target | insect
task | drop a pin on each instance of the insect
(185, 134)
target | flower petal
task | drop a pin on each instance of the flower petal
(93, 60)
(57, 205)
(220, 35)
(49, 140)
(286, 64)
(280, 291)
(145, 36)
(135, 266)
========
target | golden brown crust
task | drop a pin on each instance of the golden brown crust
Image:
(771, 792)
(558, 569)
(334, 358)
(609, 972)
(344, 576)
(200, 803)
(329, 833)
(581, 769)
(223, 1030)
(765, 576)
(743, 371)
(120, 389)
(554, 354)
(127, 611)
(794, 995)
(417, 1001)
========
[Exercise] Repeat everything in the material from the line containing "target | golden brown crust" down to the line containing "(417, 1001)", including both of those lines.

[Exercise output]
target | golden brown crust
task | drop a pin on each instance of the golden brown crust
Image:
(771, 792)
(558, 569)
(334, 358)
(609, 972)
(344, 576)
(200, 803)
(329, 833)
(581, 769)
(223, 1030)
(765, 576)
(743, 371)
(120, 389)
(554, 354)
(127, 611)
(794, 995)
(417, 1001)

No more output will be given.